● **Data for this task**

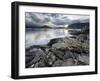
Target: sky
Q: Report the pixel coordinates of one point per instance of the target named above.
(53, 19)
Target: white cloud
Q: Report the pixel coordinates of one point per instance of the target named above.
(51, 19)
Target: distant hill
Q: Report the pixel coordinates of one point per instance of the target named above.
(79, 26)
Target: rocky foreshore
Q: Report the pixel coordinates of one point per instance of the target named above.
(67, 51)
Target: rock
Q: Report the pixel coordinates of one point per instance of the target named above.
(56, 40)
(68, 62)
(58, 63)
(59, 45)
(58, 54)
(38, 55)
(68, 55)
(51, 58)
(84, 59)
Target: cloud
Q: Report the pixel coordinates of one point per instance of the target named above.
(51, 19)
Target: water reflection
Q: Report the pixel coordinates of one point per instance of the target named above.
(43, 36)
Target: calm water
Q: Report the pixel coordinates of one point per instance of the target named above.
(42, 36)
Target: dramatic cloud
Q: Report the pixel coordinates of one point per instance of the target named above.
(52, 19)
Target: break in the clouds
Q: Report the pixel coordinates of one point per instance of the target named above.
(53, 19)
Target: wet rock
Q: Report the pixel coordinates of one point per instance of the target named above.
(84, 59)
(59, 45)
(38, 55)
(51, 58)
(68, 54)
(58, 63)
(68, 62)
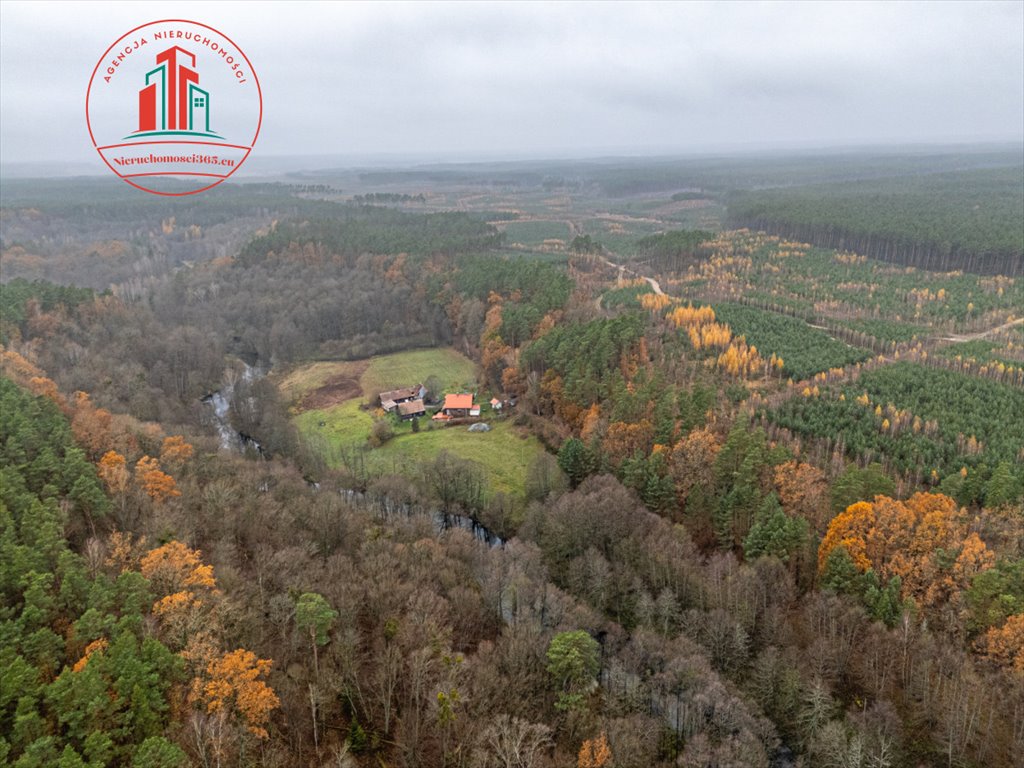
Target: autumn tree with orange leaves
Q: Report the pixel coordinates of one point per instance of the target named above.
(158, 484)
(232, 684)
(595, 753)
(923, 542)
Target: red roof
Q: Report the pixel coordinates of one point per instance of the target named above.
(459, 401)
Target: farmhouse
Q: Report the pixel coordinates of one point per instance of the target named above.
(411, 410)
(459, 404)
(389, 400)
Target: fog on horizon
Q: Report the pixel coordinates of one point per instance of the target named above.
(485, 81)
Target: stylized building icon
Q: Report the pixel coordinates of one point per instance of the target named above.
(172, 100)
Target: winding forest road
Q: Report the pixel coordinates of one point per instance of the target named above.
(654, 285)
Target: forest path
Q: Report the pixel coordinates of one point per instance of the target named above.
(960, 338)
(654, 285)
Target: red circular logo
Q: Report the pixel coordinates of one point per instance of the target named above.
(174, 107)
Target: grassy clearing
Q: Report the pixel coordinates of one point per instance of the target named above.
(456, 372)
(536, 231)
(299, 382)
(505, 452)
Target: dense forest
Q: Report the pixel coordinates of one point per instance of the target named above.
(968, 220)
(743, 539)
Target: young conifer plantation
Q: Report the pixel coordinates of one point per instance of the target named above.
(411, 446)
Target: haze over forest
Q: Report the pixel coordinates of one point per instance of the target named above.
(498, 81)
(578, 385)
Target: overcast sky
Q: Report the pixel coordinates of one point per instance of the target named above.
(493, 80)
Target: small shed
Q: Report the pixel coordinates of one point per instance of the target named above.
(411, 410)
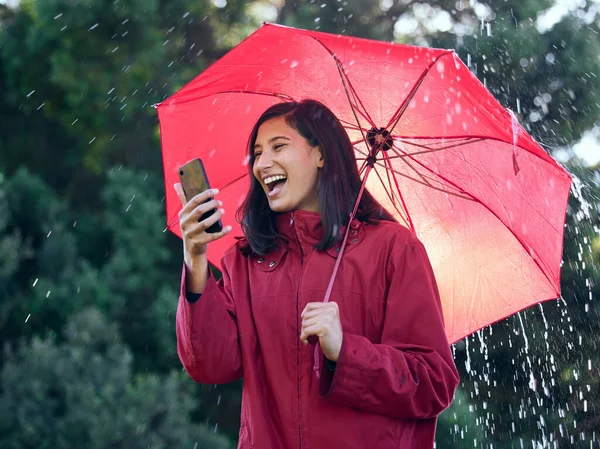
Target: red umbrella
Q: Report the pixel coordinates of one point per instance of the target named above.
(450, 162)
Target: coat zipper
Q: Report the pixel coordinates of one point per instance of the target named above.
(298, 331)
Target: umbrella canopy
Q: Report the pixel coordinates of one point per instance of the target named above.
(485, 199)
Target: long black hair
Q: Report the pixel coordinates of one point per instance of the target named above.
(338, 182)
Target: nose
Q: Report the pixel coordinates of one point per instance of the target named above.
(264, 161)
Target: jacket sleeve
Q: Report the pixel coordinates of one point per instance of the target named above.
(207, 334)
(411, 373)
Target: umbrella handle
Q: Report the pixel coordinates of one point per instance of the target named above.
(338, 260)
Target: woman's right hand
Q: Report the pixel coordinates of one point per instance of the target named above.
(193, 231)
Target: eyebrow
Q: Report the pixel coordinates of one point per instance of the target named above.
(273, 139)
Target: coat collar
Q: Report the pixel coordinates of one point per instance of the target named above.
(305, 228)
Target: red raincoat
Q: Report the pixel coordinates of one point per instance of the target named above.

● **Exercise goal**
Please find all lines of the entries that hold the string "umbrella" and copy them.

● **Task solution**
Target: red umbrella
Target: umbrella canopy
Target: umbrella handle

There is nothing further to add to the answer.